Job A:
Please duplicate the passage from the article on AR, MR and VR headsets, starting at "As the field" and ending at "the audible sense.".
Job B:
In the article on AR, MR and VR headsets, what three categories, or modes, of augmentation are named?

— START OF Document section —

Understanding and assessing AR, MR and VR headsets

Dirk Songuer
11 min readMay 19, 2023

Apple’s Worldwide Developer Conference 2023 (WWDC) is fast approaching, where (among other things) Apple might announce their VR-like headset.

Apple WWDC 2923 logo

However, how does one assess such a headset, its properties and maybe even its potential? With this article, I want to dive into distinct types of digital headsets, introduce some terminology and talk about challenges and limitations. The goal is to allow you to better assess the potential of individual solutions. This should be useful not just for the (rumored) Apple device, but also for the legion of similar clones that will undoubtedly follow.

First, the usual disclaimer: While the views in this article are mine, please be aware that I work for Microsoft around IoT and Mixed Reality things.

What are we talking about?

As the field of headsets is quite complex, I want to first set some boundaries for this article to keep it manageable.

Humans experience the world via their senses and in principle every one of those can be digitally augmented: Screens & glasses augment the visual sense, headphones the audible sense, gloves the haptic sense and so on. “Digitally augmented” in this context means that a user is provided with computer generated information alongside their natural perception of reality. While every type of augmentation is interesting, this article focuses on the visual and the audible sense.

One challenge when talking about such augmentation is that devices can have quite different approaches to augmentation. These can be bundled into three categories, or modes: Annotation, unification, and replacement. “Annotation” and “unification” are usually further lumped together under the term “Augmented Reality”, while replacement is usually called “Virtual Reality”.

Currently these approaches manifest themselves as device classes, as they deal with distinct technical challenges (see below). But really these are operational modes that achieve different things in different situations and scenarios. So, it’s important to note that no device class / mode is strictly better than others, they just have different optimal use cases.

I believe that in the future these device classes will converge, and one device will be able to utilize every mode, based on which provides the best user experience in each situation. However, until the technology has matured, they will remain separated.

Mode 1: Second screens aka Heads-up-Displays aka Annotated Reality

The simplest mode is showing information alongside physical reality. A simple scenario is a headset that puts a smartphone screen permanently inside the viewport of the user.

— END OF Document section —
— START OF Data lines —

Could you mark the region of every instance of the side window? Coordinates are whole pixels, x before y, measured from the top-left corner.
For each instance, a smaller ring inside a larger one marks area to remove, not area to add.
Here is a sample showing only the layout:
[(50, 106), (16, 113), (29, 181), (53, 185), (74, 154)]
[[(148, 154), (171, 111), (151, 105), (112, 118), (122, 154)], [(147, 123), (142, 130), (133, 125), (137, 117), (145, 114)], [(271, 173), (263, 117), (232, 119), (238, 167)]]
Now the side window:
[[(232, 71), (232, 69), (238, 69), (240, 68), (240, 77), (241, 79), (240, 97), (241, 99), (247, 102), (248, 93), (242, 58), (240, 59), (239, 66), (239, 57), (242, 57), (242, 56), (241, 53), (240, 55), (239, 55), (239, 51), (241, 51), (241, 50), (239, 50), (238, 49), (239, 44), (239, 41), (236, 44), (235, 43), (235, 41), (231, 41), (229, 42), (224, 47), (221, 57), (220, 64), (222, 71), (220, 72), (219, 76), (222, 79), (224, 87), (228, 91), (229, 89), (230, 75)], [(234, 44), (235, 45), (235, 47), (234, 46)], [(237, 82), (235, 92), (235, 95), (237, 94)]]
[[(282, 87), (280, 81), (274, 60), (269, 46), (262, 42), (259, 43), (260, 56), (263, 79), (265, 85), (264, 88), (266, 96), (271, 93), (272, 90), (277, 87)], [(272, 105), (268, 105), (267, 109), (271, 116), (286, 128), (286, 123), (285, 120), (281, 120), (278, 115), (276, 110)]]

— END OF Data lines —

Task answer A:
As the field of headsets is quite complex, I want to first set some boundaries for this article to keep it manageable.

Humans experience the world via their senses and in principle every one of those can be digitally augmented: Screens & glasses augment the visual sense, headphones the audible sense, gloves the haptic sense and so on. “Digitally augmented” in this context means that a user is provided with computer generated information alongside their natural perception of reality. While every type of augmentation is interesting, this article focuses on the visual and the audible sense.

Task answer B:
Annotation, unification, and replacement.